EXTRAIT DU TEXTE ::
◆ ◆ ◆ ◆ ◆

Au sein d’une pyramide hiérarchique classique, c’est le manager qui décide d’octroyer plus ou moins d’autonomie à ses collaborateurs. L’autonomie relève d’une décision managériale.

Dans une équipe auto-organisée, comme son nom l’indique, l’autonomie devient une question d’organisation. Et ça change beaucoup de choses !

Il n’y a pas d’organisation sans autonomie

Les sociologues ont montré de longue date que, contrairement aux fantasmes tayloriens, une organisation ne peut fonctionner sans autonomie.

Les règles ont besoin d’être interprétées pour pouvoir être judicieusement mises en œuvre. Les douaniers savent que la meilleure manière de bloquer une organisation n’est pas d’arrêter de travailler, mais d’appliquer les règles à la lettre. C’est la grève du zèle.

Dans une bureaucratie dont l’ambition est d’éradiquer toute forme d’autonomie (voir mon billet sur le sujet), les exécutants, grâce à leur stratégie d’action, reconstituent cependant toujours des poches officieuses d’autonomie. Le plus souvent, non seulement leurs managers ne sont pas dupes, mais les laissent faire parce que, contrairement à ce que véhicule l’idéologie officielle, ils savent parfaitement qu’il ne peut en être autrement pour que l’organisation fonctionne dans la « vraie vie ».

Une décision managériale

L’organisation pyramidale est fondée sur l’idée de délégation (voir mon billet sur le sujet). En son sein, l’autonomie relève du libre arbitre des managers. Ces derniers octroient une autonomie plus ou moins importante à leurs collaborateurs en fonction de ce qu’ils : (1) trouvent souhaitable ; (2) se sentent capables de faire ; (3) peuvent faire compte tenu des exigences qui s’imposent à eux et des contraintes avec lesquelles ils doivent composer.

◆ ◆ ◆ ◆ ◆

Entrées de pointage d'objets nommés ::
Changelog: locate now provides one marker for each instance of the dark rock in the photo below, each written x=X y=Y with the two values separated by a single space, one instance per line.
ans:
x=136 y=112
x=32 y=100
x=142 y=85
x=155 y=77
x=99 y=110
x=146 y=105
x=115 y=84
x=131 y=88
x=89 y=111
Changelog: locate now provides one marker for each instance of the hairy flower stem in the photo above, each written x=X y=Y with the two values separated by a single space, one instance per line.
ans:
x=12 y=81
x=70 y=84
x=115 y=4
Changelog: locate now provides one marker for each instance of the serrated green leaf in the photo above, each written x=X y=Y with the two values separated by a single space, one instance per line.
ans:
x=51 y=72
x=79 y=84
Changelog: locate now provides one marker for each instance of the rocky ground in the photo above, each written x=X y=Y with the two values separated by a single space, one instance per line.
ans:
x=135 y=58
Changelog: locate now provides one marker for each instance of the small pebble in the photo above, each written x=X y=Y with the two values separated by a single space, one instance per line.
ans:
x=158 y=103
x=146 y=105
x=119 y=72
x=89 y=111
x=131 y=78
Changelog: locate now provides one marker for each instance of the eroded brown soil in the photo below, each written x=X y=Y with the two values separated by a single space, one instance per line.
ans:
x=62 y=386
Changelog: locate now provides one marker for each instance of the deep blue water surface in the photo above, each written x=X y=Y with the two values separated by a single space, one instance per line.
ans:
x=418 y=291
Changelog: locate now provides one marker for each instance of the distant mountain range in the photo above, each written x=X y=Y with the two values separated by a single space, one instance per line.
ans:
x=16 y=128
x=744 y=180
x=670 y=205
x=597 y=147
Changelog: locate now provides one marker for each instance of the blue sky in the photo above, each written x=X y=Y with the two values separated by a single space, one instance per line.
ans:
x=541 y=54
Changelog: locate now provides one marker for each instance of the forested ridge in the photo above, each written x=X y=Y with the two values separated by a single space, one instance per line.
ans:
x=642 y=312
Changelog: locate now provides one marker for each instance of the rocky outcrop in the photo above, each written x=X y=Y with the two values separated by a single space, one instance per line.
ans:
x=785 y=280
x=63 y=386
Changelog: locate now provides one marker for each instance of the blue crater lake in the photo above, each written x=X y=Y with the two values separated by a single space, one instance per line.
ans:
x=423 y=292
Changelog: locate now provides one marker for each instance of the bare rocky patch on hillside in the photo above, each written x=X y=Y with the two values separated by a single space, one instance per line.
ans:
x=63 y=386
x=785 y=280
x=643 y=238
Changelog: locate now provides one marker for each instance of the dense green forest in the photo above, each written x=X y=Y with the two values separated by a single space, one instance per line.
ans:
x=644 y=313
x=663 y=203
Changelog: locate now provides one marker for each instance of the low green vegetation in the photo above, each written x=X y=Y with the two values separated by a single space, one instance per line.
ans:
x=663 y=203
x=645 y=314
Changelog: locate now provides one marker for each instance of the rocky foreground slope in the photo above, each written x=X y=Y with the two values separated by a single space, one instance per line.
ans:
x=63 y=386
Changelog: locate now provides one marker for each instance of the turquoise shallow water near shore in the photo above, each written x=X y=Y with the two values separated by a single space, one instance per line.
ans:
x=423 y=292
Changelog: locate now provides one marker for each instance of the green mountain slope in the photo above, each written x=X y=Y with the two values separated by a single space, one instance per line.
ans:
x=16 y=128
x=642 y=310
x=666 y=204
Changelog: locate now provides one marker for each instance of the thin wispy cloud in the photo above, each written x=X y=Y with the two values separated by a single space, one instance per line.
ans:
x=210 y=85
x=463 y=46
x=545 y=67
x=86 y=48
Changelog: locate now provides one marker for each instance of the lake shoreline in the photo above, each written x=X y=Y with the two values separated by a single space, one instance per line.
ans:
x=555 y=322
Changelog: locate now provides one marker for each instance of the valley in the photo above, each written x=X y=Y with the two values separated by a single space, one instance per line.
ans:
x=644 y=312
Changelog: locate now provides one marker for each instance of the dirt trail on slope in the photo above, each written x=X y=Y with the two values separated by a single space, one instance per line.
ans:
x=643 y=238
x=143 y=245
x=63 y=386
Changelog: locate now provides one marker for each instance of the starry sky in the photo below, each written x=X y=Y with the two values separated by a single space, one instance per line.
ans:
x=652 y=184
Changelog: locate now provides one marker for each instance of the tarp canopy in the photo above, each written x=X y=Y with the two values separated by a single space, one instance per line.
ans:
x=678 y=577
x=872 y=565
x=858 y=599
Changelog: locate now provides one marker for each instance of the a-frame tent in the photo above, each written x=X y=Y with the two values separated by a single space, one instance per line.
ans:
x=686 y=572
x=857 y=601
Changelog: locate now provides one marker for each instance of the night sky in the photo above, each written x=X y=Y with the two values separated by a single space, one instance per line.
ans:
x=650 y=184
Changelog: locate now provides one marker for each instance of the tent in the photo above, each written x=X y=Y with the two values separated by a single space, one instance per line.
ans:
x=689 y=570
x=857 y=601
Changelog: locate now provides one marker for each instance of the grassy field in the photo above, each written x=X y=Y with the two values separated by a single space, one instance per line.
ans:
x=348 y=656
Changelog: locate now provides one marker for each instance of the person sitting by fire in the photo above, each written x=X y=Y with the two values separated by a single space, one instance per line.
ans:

◆ ◆ ◆ ◆ ◆

LISTE DES TÂCHES ::
[a] Mettez à jour le passage du texte sur l'autonomie qui va de « Dans une équipe » jusqu'à « fonctionner sans autonomie. » en remplaçant « sociologues » par « chercheurs », puis redonnez-le en entier.
[b] Dans le listing, recopiez à l'identique tout ce qui va de la ligne contenant « the blue sky » jusqu'à la ligne contenant « x=642 y=312 », ces deux lignes comprises.

ENSEMBLE DES RÉPONSES ::
[a]
Dans une équipe auto-organisée, comme son nom l’indique, l’autonomie devient une question d’organisation. Et ça change beaucoup de choses !

Il n’y a pas d’organisation sans autonomie

Les chercheurs ont montré de longue date que, contrairement aux fantasmes tayloriens, une organisation ne peut fonctionner sans autonomie.

[b]
Changelog: locate now provides one marker for each instance of the blue sky in the photo above, each written x=X y=Y with the two values separated by a single space, one instance per line.
ans:
x=541 y=54
Changelog: locate now provides one marker for each instance of the forested ridge in the photo above, each written x=X y=Y with the two values separated by a single space, one instance per line.
ans:
x=642 y=312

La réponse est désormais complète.